# Kutipan Bacaan
━━━━━━━━━━━━━━━━━━━━━━━━━━━━━━

Saat Basrin kehilangan Rp 40 juta hasil panen jagungnya

Ronny Adolof Buol
Penulis Ronny Adolof Buol
Sebagian rumah warga Pangkusa di Kecamatan Sangkub, Bolmut yang rusak diterjang longsor. (Foto: Zonautara.com/Ronny A. Buol)



BOLMUT, ZONAUTARA.com – Istirahat malam mereka hari itu mulai terusik. Hujan turun semakin deras. Tak hanya membangunkan seisi rumah, warga yang tinggal di Desa Pangkusa mulai saling mengingatkan tetangga.

Maklum posisi desa yang berada di Kecamatan Sangkub, Kabupaten Bolaang Mongondow Utara (Bolmut) ini dilalui sebuah sungai. Terlebih bagi Basrin (43), rumahnya berada dekat dengan sungai Pangkusa.

“Malam itu hujan mulai turun lepas Isya (Selasa, 3 Maret 2020 sekitar pukul 19.00 WITA – red). Deras sekali, dan air mulai naik satu jam kemudian,” cerita Basrin kepada Zonautara.com yang mendatangi Pangkusa, Sabtu (7/3).

━━━━━━━━━━━━━━━━━━━━━━━━━━━━━━

# Data Tercatat
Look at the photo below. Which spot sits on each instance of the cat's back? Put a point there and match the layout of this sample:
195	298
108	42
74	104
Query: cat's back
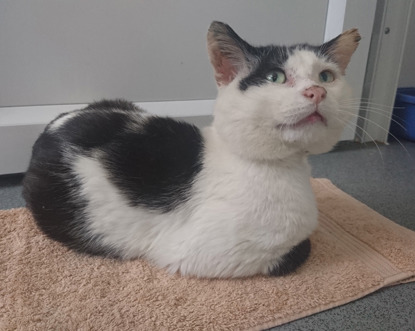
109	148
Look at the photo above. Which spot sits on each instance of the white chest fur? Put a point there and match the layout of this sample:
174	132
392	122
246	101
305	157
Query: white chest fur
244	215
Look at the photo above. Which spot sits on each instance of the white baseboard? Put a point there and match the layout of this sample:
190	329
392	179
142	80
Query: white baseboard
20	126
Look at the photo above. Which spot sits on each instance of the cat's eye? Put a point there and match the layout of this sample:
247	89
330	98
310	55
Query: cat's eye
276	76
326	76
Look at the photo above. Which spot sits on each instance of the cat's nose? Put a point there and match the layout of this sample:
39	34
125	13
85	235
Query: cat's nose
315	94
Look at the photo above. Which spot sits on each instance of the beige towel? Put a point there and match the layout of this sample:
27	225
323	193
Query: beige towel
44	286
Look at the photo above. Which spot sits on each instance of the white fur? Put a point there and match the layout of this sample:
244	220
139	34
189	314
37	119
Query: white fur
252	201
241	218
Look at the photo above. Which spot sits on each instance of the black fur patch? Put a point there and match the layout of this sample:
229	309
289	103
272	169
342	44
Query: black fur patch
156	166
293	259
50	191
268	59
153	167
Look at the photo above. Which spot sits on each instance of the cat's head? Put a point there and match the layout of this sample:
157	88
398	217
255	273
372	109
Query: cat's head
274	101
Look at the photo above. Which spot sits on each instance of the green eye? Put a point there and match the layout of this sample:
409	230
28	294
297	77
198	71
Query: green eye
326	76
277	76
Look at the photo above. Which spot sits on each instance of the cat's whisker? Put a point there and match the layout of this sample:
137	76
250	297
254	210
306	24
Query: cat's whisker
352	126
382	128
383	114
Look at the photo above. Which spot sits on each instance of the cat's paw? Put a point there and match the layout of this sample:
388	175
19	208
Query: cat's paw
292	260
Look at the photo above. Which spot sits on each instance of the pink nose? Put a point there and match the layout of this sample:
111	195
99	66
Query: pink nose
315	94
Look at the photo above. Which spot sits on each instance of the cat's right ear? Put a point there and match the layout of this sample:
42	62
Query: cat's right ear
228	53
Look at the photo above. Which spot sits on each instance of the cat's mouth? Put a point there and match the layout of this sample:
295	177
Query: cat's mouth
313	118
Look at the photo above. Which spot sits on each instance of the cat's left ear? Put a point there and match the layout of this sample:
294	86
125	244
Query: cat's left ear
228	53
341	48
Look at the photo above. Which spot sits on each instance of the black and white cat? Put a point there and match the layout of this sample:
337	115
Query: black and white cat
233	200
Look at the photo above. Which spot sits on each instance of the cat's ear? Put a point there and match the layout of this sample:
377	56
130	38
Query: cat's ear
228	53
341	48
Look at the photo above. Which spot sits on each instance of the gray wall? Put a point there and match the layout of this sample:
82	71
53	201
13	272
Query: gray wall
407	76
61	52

━━━━━━━━━━━━━━━━━━━━━━━━━━━━━━

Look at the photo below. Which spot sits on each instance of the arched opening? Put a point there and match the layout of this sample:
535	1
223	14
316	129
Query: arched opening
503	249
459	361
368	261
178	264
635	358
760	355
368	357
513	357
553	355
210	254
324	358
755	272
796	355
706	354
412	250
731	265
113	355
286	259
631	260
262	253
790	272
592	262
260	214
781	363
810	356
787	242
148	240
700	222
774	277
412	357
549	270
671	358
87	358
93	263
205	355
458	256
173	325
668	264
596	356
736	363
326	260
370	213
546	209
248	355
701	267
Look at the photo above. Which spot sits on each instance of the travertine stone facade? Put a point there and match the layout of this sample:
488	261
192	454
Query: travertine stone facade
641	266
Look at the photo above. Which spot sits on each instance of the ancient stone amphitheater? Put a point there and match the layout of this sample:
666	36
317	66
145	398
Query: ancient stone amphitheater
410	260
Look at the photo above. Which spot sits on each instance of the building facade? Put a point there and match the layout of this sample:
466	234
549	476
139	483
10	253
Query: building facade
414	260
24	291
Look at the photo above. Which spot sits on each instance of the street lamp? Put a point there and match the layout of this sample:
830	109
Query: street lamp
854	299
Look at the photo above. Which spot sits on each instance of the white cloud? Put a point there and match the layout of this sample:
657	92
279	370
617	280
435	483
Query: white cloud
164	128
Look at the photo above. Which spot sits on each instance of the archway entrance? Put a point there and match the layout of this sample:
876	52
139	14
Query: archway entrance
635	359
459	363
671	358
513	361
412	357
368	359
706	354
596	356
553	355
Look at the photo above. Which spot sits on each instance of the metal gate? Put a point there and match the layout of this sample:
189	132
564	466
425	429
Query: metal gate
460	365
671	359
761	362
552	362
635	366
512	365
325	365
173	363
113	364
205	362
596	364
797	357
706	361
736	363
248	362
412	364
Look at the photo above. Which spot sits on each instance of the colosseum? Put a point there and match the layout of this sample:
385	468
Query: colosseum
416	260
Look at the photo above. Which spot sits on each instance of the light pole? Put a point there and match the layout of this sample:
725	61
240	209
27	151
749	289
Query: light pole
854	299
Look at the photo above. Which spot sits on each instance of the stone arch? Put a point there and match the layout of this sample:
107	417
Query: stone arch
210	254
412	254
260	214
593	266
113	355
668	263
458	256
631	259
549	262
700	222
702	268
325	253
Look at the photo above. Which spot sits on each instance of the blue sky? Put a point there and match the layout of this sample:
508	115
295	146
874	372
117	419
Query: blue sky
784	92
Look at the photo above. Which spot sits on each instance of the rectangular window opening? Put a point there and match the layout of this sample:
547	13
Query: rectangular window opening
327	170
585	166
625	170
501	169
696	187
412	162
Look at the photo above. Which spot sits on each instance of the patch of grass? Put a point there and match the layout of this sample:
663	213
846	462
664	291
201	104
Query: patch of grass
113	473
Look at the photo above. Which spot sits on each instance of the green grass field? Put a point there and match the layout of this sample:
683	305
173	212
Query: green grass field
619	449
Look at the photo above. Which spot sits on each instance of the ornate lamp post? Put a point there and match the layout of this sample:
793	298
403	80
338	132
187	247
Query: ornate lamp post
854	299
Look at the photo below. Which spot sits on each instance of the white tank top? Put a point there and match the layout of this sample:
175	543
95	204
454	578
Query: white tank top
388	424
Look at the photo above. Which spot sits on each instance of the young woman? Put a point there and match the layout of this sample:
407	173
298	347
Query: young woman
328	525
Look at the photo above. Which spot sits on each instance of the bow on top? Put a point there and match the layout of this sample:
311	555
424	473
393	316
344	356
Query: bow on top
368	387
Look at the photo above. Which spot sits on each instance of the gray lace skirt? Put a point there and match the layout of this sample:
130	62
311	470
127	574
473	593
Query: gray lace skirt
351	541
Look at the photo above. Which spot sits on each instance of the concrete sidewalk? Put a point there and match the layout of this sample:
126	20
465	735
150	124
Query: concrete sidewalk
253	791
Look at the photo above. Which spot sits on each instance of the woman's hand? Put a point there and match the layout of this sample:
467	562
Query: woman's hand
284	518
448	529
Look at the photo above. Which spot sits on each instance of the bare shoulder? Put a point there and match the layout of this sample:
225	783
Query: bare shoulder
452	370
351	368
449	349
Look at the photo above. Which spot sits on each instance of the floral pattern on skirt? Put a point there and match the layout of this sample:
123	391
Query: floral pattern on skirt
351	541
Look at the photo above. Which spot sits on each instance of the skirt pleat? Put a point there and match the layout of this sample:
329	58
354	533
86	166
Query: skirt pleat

━━━━━━━━━━━━━━━━━━━━━━━━━━━━━━

# Soal Tertulis 1
Tukar "Pangkusa" dengan "Pangkusa Baru" di kutipan tentang banjir di Pangkusa, lalu tulis ulang semuanya mulai dari "Saat Basrin kehilangan" hingga "Pangkusa, Sabtu (7/3).".
# Soal Tertulis 2
Menurut kutipan tentang banjir di Pangkusa, Desa Pangkusa terletak di kecamatan apa?
# Soal Tertulis 3
Teruskan berita tentang banjir di Pangkusa setelah kalimat terakhirnya.

# Hasil Latihan 1
Saat Basrin kehilangan Rp 40 juta hasil panen jagungnya

Ronny Adolof Buol
Penulis Ronny Adolof Buol
Sebagian rumah warga Pangkusa Baru di Kecamatan Sangkub, Bolmut yang rusak diterjang longsor. (Foto: Zonautara.com/Ronny A. Buol)



BOLMUT, ZONAUTARA.com – Istirahat malam mereka hari itu mulai terusik. Hujan turun semakin deras. Tak hanya membangunkan seisi rumah, warga yang tinggal di Desa Pangkusa Baru mulai saling mengingatkan tetangga.

Maklum posisi desa yang berada di Kecamatan Sangkub, Kabupaten Bolaang Mongondow Utara (Bolmut) ini dilalui sebuah sungai. Terlebih bagi Basrin (43), rumahnya berada dekat dengan sungai Pangkusa Baru.

“Malam itu hujan mulai turun lepas Isya (Selasa, 3 Maret 2020 sekitar pukul 19.00 WITA – red). Deras sekali, dan air mulai naik satu jam kemudian,” cerita Basrin kepada Zonautara.com yang mendatangi Pangkusa Baru, Sabtu (7/3).

# Hasil Latihan 2
Kecamatan Sangkub.

# Hasil Latihan 3
Air sungai terus naik, namun sempat surut seiring dengan hujan yang berhenti sesaat. Namun menjelang dini hari, hujan kembali turun dengan derasnya.

“Jam tiga subuh, tiba-tiba air bah. Menggulung desa kami. Bawa lumpur dan pohon-pohon,” kisah Basrin.

Air yang naik itu tak hanya berasal dari sungai. Ternyata, longsor telah terjadi di perkebunan Imokima yang merupakan bagian dari gunung Sang Tombolang yang tepat berada di belakang desa.

Longsor dari gunung itu mencapai desa dengan membawa tanah, lumpur, air dan batang-batang pohon.

“Mata air sungai Pangkusa itu ada di atas gunung itu. Mungkin waktu hujan deras sekali, tidak bisa lagi menahan air di atas, air meluncur ke bawah,” kata Ngatemin (68), warga desa Suka Makmur, yang bersebelahan dengan Desa Pangkusa.

Baik Ngatemin maupun Basrin dulunya berasal dari Jawa. Mereka menjadi penduduk Pangkusa, karena ikut program transmigrasi pada tahun 1981.

Warga transmigrasi yang ditempatkan di beberapa desa di Sangkub ini membuka lahan pertanian jagung dan persawahan padi basah.

Selain memanfaatkan mata air dari Imokima, pengairan juga datang dari Irigasi Bendungan Sangkub yang ikut meluap.

zonautara.com
Basrin berdiri di depan rumahnya yang diterjang longsor di Pangkusa, Sangkub, Bolmut. (Foto: Zonautara.com/Ronny A. Buol)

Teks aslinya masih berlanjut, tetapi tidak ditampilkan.